*** Data section
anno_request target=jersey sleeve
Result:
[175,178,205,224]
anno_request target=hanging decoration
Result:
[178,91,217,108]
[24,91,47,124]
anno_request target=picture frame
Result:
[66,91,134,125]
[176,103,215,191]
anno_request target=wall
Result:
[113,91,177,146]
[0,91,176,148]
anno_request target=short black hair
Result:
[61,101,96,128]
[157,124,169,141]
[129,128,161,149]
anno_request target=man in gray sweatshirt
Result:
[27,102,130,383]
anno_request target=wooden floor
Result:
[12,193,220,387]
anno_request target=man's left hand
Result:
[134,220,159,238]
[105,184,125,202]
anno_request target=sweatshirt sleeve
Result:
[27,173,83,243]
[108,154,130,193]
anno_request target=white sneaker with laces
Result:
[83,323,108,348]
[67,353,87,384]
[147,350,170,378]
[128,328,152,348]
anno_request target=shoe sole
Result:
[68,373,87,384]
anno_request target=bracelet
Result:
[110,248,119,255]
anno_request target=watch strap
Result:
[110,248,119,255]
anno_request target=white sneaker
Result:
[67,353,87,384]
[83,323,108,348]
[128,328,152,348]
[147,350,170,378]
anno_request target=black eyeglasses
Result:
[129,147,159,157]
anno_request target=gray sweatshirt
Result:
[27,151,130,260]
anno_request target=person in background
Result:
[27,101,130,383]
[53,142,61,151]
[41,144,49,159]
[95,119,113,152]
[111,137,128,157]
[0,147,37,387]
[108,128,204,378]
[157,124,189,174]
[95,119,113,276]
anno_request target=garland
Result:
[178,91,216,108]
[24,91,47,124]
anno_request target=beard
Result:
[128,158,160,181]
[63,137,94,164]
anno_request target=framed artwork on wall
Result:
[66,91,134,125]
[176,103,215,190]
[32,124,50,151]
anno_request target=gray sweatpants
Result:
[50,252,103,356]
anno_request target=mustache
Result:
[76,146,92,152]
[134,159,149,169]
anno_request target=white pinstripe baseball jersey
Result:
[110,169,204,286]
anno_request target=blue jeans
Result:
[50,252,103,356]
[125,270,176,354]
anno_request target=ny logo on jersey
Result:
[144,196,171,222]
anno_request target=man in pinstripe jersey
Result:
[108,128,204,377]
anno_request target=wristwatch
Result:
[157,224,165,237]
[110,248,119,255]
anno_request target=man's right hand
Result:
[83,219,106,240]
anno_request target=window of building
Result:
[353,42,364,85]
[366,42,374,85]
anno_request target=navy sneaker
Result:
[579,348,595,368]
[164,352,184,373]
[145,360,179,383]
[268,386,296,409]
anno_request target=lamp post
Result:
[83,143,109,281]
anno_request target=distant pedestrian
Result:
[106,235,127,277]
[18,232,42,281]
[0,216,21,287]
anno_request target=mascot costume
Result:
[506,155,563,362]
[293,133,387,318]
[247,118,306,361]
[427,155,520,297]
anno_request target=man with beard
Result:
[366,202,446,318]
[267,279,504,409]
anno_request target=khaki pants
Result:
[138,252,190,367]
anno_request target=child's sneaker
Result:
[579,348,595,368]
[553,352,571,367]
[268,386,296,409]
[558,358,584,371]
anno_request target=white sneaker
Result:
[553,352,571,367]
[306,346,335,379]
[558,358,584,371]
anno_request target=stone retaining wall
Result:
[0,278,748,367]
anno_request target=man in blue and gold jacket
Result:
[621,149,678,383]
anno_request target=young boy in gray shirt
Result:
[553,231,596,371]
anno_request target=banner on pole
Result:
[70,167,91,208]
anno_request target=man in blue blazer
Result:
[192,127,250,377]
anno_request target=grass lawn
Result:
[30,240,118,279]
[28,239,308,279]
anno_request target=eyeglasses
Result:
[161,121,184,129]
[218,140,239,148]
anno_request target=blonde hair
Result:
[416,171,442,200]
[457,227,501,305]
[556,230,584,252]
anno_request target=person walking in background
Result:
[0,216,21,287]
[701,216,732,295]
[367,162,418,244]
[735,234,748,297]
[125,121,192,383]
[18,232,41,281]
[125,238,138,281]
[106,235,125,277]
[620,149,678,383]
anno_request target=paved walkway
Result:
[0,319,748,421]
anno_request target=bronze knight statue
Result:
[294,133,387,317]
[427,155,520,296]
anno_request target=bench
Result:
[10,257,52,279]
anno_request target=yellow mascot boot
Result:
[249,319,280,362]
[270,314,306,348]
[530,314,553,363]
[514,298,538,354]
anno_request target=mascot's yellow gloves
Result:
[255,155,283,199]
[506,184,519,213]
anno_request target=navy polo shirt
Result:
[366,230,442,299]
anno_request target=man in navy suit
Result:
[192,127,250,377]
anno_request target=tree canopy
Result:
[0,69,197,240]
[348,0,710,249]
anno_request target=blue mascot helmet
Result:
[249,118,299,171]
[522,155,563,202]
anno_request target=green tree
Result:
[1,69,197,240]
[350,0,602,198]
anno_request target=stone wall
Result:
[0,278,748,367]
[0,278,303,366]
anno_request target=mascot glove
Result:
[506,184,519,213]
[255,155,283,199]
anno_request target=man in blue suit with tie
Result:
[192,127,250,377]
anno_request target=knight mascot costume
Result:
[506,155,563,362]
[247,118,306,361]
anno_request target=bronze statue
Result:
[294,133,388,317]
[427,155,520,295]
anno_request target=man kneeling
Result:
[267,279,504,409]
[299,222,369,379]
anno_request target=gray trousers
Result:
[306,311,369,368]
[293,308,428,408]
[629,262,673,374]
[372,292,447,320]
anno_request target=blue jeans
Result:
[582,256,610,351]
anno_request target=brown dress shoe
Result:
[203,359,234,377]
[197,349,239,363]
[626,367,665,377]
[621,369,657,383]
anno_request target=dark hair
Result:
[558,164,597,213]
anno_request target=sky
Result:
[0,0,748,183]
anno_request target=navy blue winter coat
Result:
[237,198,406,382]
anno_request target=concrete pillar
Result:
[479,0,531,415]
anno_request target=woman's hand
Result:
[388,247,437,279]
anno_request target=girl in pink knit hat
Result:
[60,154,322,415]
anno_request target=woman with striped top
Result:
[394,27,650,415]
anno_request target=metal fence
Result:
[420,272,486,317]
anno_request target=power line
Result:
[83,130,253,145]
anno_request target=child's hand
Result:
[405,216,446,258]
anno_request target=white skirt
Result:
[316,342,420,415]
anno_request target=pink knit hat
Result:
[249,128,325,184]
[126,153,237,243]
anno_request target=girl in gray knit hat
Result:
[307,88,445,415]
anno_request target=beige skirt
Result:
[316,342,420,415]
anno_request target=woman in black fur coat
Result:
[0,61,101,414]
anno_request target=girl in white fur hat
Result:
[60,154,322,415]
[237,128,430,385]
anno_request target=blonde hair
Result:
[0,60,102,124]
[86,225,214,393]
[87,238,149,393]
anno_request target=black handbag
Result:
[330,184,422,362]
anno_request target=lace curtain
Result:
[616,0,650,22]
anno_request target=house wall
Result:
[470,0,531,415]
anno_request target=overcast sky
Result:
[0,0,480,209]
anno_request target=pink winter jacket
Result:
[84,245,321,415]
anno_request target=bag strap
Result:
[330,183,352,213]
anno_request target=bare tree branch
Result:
******
## Written instruction
Copy every row above verbatim, leaving nothing out and changing nothing.

## Output of the task
anno_request target=jersey sleeve
Result:
[175,178,205,224]
anno_request target=hanging decoration
Result:
[178,91,217,108]
[24,91,47,124]
anno_request target=picture frame
Result:
[66,91,134,125]
[176,103,215,191]
anno_request target=wall
Result:
[113,91,177,146]
[0,91,176,148]
anno_request target=short black hair
Result:
[61,101,96,128]
[157,124,169,141]
[129,128,161,149]
anno_request target=man in gray sweatshirt
Result:
[27,102,130,383]
anno_request target=wooden floor
Result:
[12,193,220,387]
anno_request target=man's left hand
Result:
[134,220,159,238]
[105,184,125,202]
anno_request target=sweatshirt sleeve
Result:
[27,173,83,243]
[108,154,130,193]
anno_request target=white sneaker with laces
Result:
[83,323,108,348]
[67,353,87,384]
[147,350,170,378]
[128,328,152,348]
anno_request target=shoe sole
Result:
[68,373,87,384]
anno_request target=bracelet
Result:
[110,248,119,255]
anno_request target=watch strap
Result:
[110,248,119,255]
anno_request target=white sneaker
Result:
[67,353,87,384]
[83,323,108,348]
[128,328,152,348]
[147,350,170,378]
anno_request target=black eyeglasses
Result:
[129,147,159,157]
anno_request target=gray sweatshirt
Result:
[27,151,130,260]
anno_request target=person in background
Result:
[27,101,130,383]
[53,142,61,151]
[41,144,49,159]
[95,119,113,152]
[111,137,128,157]
[0,147,37,387]
[108,128,204,378]
[157,124,189,174]
[95,119,113,276]
anno_request target=garland
Result:
[178,91,216,108]
[24,91,47,124]
anno_request target=beard
Result:
[128,158,160,181]
[63,137,94,164]
anno_request target=framed artwork on wall
Result:
[66,91,134,125]
[176,103,215,190]
[32,124,50,151]
anno_request target=gray sweatpants
Result:
[50,252,103,356]
anno_request target=mustache
Result:
[76,146,92,152]
[134,159,149,169]
anno_request target=white pinstripe baseball jersey
Result:
[110,169,204,286]
anno_request target=blue jeans
Result:
[50,252,103,356]
[125,270,176,354]
anno_request target=ny logo on jersey
Result:
[144,196,171,222]
anno_request target=man in pinstripe jersey
Result:
[108,128,204,377]
anno_request target=wristwatch
Result:
[157,224,165,237]
[110,248,119,255]
anno_request target=man's right hand
Result:
[83,219,106,240]
anno_request target=window of building
Result:
[353,42,364,85]
[366,42,374,85]
anno_request target=navy sneaker
Result:
[579,348,595,368]
[164,352,184,373]
[145,360,179,383]
[268,386,296,409]
anno_request target=lamp post
Result:
[83,143,109,281]
anno_request target=distant pedestrian
Result:
[106,235,127,277]
[18,232,42,281]
[0,216,21,287]
anno_request target=mascot costume
Result:
[506,155,563,362]
[293,133,387,318]
[247,118,306,361]
[427,155,520,297]
anno_request target=man with beard
Result:
[366,202,446,318]
[267,279,504,409]
anno_request target=khaki pants
Result:
[138,252,190,367]
anno_request target=child's sneaker
Result:
[579,348,595,368]
[553,352,571,367]
[268,386,296,409]
[558,358,584,371]
anno_request target=white sneaker
Result:
[553,352,571,367]
[306,346,335,379]
[558,358,584,371]
anno_request target=stone retaining wall
Result:
[0,278,748,367]
anno_request target=man in blue and gold jacket
Result:
[621,149,678,383]
anno_request target=young boy in gray shirt
Result:
[553,231,596,371]
anno_request target=banner on pole
Result:
[70,167,91,208]
anno_request target=man in blue blazer
Result:
[192,127,250,377]
anno_request target=grass lawn
Result:
[30,240,118,279]
[28,239,308,279]
anno_request target=eyeglasses
Result:
[161,121,184,129]
[218,140,239,148]
anno_request target=blonde hair
Result:
[416,171,442,200]
[457,227,501,305]
[556,230,584,252]
anno_request target=person walking in background
Result:
[0,216,21,287]
[701,216,732,295]
[367,162,418,244]
[735,234,748,297]
[125,121,192,383]
[18,232,41,281]
[125,238,138,281]
[106,235,125,277]
[620,149,678,383]
anno_request target=paved walkway
Result:
[0,319,748,421]
anno_request target=bronze knight statue
Result:
[294,133,387,317]
[427,155,520,296]
anno_request target=bench
Result:
[10,257,52,279]
anno_request target=yellow mascot boot
Result:
[249,319,280,362]
[270,314,306,348]
[530,314,553,363]
[514,298,538,354]
anno_request target=mascot's yellow gloves
Result:
[255,155,283,199]
[506,184,519,213]
anno_request target=navy polo shirt
Result:
[366,230,442,299]
anno_request target=man in navy suit
Result:
[192,127,250,377]
anno_request target=tree canopy
Result:
[0,69,197,240]
[348,0,710,249]
anno_request target=blue mascot helmet
Result:
[249,118,299,171]
[522,155,563,202]
anno_request target=green tree
Result:
[1,69,197,240]
[350,0,602,198]
anno_request target=stone wall
Result:
[0,278,748,367]
[0,278,303,366]
anno_request target=mascot glove
Result:
[506,184,519,213]
[255,155,283,199]
anno_request target=man in blue suit with tie
Result:
[192,127,250,377]
anno_request target=knight mascot costume
Result:
[506,155,563,362]
[247,118,306,361]
anno_request target=bronze statue
Result:
[294,133,388,317]
[427,155,520,295]
anno_request target=man kneeling
Result:
[267,279,504,409]
[299,222,369,379]
anno_request target=gray trousers
Result:
[306,311,369,368]
[293,308,428,408]
[629,262,673,374]
[372,292,447,320]
anno_request target=blue jeans
Result:
[582,256,610,351]
anno_request target=brown dress shoe
Result:
[203,359,234,377]
[197,349,239,363]
[626,367,665,377]
[621,369,657,383]
anno_request target=dark hair
Result:
[558,164,597,213]
anno_request target=sky
Result:
[0,0,748,183]
anno_request target=navy blue winter coat
Result:
[237,198,406,382]
anno_request target=concrete pillar
Result:
[479,0,531,415]
anno_request target=woman's hand
Result:
[388,247,437,279]
anno_request target=girl in pink knit hat
Result:
[60,154,322,415]
anno_request target=woman with striped top
Result:
[394,27,650,415]
anno_request target=metal fence
Result:
[420,272,486,317]
anno_request target=power line
Result:
[83,130,253,145]
anno_request target=child's hand
Result:
[405,216,446,258]
anno_request target=white skirt
Result:
[316,342,420,415]
anno_request target=pink knit hat
Result:
[249,128,325,184]
[126,153,237,243]
anno_request target=girl in gray knit hat
Result:
[307,88,445,415]
anno_request target=beige skirt
Result:
[316,342,420,415]
anno_request target=woman in black fur coat
Result:
[0,61,101,414]
anno_request target=girl in white fur hat
Result:
[60,154,322,415]
[237,128,430,385]
anno_request target=blonde hair
Result:
[0,60,102,124]
[86,225,214,393]
[87,238,149,393]
anno_request target=black handbag
Result:
[330,184,422,362]
anno_request target=lace curtain
Result:
[616,0,650,22]
anno_request target=house wall
Result:
[470,0,531,415]
anno_request target=overcast sky
Result:
[0,0,480,209]
anno_request target=pink winter jacket
Result:
[84,245,321,415]
anno_request target=bag strap
Result:
[330,183,352,213]
anno_request target=bare tree branch
Result:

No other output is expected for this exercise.